WRITTEN PROBLEM:
Which lines in the entries below contain the word "closed"? Report each of those lines in full.

MATERIAL TO PROCESS:
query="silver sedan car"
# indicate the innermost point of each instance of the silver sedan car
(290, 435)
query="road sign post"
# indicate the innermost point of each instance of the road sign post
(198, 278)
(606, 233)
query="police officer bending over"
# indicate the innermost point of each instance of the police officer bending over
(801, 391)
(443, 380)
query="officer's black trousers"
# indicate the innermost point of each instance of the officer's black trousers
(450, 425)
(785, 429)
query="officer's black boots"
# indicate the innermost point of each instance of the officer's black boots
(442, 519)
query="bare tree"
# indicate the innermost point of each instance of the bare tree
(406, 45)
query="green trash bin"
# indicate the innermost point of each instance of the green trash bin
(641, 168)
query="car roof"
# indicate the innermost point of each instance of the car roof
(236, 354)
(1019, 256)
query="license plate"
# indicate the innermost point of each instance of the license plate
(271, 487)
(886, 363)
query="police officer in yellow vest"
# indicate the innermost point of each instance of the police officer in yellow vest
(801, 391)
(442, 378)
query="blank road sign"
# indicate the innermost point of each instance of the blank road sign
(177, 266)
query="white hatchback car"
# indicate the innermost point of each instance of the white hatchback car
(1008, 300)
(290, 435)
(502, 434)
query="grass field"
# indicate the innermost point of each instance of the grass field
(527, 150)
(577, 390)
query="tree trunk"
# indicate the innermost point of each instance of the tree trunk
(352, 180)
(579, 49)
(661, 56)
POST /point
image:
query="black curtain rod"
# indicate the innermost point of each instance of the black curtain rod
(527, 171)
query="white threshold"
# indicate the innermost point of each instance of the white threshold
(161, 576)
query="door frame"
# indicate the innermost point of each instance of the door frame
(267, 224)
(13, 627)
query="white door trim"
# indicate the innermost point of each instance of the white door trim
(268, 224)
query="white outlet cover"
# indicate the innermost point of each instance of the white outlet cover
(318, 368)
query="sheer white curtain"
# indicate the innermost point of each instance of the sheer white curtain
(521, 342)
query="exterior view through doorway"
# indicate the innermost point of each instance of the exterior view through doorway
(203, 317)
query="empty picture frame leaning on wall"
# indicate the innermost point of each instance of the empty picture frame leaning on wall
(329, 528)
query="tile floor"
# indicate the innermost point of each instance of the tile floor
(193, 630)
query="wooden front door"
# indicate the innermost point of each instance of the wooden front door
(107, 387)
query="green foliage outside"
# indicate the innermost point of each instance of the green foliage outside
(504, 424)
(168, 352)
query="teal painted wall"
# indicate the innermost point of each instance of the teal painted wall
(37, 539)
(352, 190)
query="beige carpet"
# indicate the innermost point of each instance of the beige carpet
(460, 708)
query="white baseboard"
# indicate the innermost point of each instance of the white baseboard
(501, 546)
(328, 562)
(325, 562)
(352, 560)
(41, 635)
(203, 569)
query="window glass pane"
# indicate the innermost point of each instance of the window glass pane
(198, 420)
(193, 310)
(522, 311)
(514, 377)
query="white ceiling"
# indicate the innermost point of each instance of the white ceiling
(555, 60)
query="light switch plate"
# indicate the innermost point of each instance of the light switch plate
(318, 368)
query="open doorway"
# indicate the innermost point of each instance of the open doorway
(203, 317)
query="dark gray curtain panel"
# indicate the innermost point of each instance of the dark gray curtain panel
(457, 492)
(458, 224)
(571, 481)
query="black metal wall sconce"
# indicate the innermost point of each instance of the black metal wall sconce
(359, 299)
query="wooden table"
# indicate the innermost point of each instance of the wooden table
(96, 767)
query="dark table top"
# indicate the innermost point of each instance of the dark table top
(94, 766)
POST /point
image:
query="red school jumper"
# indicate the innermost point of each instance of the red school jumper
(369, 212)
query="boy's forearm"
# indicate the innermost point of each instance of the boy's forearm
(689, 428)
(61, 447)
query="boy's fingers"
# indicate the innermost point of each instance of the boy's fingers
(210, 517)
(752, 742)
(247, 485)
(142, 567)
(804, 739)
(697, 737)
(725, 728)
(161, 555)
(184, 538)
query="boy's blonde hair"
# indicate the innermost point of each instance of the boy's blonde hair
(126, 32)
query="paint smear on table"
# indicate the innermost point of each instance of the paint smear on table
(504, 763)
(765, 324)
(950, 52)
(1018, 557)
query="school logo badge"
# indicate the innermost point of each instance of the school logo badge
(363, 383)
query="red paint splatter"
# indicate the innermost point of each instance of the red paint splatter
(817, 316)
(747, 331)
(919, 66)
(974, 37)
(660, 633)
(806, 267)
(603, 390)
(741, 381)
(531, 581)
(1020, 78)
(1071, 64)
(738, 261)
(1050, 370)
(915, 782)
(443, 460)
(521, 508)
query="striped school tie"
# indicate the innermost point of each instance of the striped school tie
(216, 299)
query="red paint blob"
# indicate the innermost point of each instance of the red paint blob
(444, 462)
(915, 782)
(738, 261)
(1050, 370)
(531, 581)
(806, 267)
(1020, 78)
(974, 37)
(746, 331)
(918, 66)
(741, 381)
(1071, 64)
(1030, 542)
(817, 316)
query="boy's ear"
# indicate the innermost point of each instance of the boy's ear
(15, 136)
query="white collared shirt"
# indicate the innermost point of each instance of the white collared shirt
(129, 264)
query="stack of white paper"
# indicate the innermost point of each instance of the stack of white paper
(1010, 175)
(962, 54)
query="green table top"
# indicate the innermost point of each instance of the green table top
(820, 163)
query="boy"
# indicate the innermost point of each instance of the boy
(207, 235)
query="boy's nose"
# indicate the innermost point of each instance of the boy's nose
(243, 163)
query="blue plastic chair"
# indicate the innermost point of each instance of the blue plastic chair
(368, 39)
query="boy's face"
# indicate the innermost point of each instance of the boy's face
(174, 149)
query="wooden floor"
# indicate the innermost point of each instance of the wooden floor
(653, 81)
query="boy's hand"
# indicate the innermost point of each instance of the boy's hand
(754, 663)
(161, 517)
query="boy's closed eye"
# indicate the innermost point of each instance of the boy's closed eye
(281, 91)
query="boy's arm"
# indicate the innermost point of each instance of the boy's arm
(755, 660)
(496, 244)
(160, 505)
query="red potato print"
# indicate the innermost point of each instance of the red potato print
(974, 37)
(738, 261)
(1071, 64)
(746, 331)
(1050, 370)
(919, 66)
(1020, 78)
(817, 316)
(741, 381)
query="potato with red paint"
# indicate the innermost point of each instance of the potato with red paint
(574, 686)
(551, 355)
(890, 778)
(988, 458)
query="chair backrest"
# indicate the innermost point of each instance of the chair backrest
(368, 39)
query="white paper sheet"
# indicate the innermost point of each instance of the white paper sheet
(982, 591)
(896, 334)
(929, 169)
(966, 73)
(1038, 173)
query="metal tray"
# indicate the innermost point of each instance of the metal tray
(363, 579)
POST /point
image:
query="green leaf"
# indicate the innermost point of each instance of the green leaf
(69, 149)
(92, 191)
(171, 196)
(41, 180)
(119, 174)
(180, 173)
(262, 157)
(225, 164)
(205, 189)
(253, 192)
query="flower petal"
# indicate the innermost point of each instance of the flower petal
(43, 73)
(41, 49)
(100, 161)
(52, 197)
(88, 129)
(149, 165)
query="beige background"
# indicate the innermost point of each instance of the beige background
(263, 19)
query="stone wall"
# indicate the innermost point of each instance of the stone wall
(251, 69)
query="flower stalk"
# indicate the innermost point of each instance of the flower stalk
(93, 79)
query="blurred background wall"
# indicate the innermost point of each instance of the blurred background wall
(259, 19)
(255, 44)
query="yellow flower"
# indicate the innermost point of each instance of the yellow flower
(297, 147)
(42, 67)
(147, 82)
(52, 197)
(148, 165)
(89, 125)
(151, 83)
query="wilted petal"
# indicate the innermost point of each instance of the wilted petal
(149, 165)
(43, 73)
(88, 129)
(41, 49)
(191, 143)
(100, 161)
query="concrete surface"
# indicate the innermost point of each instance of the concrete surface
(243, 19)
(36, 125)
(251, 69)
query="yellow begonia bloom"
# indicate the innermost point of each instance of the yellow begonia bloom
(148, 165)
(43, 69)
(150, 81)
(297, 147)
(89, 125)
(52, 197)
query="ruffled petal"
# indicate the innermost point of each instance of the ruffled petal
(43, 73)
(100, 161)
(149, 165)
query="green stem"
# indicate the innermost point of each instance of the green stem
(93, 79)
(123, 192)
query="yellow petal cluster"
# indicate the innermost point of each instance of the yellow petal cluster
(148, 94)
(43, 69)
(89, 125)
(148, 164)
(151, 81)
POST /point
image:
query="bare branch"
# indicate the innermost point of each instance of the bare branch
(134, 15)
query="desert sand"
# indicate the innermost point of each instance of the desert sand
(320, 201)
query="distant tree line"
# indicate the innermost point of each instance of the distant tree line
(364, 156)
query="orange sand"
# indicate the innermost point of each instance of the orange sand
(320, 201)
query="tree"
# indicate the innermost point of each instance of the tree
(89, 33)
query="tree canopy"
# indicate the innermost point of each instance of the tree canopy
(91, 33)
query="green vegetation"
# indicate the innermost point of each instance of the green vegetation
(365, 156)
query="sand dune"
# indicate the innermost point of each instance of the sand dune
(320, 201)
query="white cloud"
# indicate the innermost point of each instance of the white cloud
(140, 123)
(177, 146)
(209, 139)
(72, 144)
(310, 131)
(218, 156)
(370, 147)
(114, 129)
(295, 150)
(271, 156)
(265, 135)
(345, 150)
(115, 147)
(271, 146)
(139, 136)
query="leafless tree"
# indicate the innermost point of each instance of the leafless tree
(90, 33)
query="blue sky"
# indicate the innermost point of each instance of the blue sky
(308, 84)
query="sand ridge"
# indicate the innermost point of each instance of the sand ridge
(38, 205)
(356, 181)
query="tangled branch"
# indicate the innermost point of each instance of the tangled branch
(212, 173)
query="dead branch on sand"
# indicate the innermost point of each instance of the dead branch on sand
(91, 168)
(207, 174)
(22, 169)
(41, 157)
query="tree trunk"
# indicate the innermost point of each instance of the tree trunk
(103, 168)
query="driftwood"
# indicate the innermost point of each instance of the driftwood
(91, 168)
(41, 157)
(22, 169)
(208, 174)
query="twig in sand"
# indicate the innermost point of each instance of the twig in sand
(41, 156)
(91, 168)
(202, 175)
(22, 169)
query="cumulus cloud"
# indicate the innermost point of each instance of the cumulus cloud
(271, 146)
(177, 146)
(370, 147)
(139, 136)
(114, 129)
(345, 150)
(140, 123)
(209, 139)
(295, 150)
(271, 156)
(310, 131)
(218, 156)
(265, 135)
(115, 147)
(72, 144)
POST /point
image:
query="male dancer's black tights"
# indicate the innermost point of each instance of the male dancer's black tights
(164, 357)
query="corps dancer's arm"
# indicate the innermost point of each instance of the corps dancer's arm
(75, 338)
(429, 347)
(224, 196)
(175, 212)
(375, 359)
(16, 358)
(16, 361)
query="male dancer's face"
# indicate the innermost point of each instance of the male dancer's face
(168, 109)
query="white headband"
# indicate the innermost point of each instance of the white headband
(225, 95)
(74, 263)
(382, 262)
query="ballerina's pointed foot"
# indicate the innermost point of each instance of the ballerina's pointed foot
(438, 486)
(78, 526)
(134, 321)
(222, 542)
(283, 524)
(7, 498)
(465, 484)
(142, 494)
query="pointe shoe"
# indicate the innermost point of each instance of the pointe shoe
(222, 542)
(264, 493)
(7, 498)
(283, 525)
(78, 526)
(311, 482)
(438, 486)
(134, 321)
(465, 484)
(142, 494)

CORRECT RESULT:
query="boy's closed eye"
# indicate the innermost point of each instance of the boy's closed eye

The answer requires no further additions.